Excerto fornecido >>
+++++

Aos 84 anos, Betty Faria entrega-nos uma das interpretações mais corajosas e despidas (literalmente) do cinema recente. Interpreta uma mulher cega que sobreviveu ao inferno e à culpa: o marido morreu derretido no carro, e ela ficou. Ficou para ver o que o país não quis ver.

A sua cegueira é quase bíblica, uma metáfora do país que tapa os olhos à própria tragédia. Mas Betty não interpreta, quase habita a sua personagem. Move-se pelo ecrã como um espírito cansado e sábio, que já viu tudo e ainda assim insiste em continuar. O seu corpo é o testemunho e a resistência. Há décadas que não se via um olhar tão poderoso vindo de alguém que já não vê.

Nada acontece em «Justa» e, no entanto, tudo acontece. O filme recusa o conforto da narrativa, o arco dramático, o “antes e depois”. Prefere a suspensão. A lentidão. O não dito é uma parte essencial da narrativa. É um cinema que exige paciência e presença, mas que recompensa com algo raro: emoção sem truques.

+++++

Dados apresentados >>

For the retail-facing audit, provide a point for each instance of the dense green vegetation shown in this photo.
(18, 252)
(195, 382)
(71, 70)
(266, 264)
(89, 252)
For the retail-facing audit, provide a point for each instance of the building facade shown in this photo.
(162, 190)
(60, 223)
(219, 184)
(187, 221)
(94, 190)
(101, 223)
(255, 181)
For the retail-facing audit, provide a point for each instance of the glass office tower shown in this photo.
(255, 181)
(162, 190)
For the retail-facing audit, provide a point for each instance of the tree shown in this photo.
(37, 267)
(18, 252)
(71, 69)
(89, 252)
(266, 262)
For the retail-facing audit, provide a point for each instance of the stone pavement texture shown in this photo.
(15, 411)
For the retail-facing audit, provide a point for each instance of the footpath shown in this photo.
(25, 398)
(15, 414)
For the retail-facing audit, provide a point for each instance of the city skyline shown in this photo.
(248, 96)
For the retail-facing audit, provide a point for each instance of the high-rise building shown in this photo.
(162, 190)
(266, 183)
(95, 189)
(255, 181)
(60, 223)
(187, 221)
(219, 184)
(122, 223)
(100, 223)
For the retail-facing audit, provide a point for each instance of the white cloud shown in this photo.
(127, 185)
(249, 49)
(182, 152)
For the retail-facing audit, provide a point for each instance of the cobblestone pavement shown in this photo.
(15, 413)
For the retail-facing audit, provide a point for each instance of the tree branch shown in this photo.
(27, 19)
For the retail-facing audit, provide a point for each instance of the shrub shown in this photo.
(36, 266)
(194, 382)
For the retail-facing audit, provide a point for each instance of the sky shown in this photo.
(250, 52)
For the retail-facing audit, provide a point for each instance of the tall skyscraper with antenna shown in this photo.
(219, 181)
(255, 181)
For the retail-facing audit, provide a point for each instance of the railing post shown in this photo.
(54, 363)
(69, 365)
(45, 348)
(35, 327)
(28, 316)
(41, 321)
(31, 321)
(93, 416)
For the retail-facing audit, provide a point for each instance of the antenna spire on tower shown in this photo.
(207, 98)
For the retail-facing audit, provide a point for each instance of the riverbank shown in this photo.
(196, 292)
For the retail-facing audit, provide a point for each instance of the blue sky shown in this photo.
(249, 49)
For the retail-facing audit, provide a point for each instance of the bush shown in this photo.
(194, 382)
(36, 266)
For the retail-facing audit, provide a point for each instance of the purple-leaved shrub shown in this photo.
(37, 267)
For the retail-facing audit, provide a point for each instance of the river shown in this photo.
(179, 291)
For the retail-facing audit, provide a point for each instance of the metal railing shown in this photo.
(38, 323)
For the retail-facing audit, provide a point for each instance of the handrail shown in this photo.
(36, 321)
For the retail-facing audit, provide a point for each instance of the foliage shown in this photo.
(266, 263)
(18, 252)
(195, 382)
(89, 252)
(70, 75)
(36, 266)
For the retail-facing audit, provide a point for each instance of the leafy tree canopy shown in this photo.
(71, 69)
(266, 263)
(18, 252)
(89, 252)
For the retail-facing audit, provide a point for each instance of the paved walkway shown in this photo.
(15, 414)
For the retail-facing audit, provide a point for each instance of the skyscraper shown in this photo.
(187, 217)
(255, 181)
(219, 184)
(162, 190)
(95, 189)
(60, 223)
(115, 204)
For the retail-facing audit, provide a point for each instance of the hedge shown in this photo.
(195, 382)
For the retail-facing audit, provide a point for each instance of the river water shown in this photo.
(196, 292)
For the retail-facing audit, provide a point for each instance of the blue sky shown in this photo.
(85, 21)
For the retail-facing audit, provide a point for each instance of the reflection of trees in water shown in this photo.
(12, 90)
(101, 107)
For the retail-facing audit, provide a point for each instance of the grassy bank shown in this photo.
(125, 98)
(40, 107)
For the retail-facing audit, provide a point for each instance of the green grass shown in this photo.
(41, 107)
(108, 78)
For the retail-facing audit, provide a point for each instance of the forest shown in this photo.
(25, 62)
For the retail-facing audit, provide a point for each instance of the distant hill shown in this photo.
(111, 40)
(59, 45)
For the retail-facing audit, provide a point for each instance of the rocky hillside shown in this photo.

+++++

Tarefas do exercício >>
(A) Segundo a crítica ao filme «Justa», que idade tem Betty Faria?
(B) Prossiga a crítica ao filme «Justa» a partir da última frase apresentada.
Os registos não têm qualquer papel neste exercício.

Respostas do exercício >>
(A) Betty Faria tem 84 anos.

(B)
Teresa Villaverde filma o trauma como matéria viva. A dor não é espetáculo, é respiração. E o espectador, se estiver atento, sente-se dentro dessa dor, não como voyeur, mas como cúmplice. É um cinema táctil, feito de pele e de vento.

Há ecos de «Os Mutantes» e de «Colo», mas “Justa” é ainda mais radical. Villaverde já não quer filmar o drama, mas sim o que vem depois, quando o drama se transforma em silêncio. O que aqui se ouve é o som do país a tentar respirar outra vez.

Entre o elenco, há duas presenças que ficam. Filomena Cautela, longe do seu registo televisivo, surpreende pela contenção: interpreta uma psicóloga que tenta compreender o incompreensível, e o faz sem discursos, só com olhares.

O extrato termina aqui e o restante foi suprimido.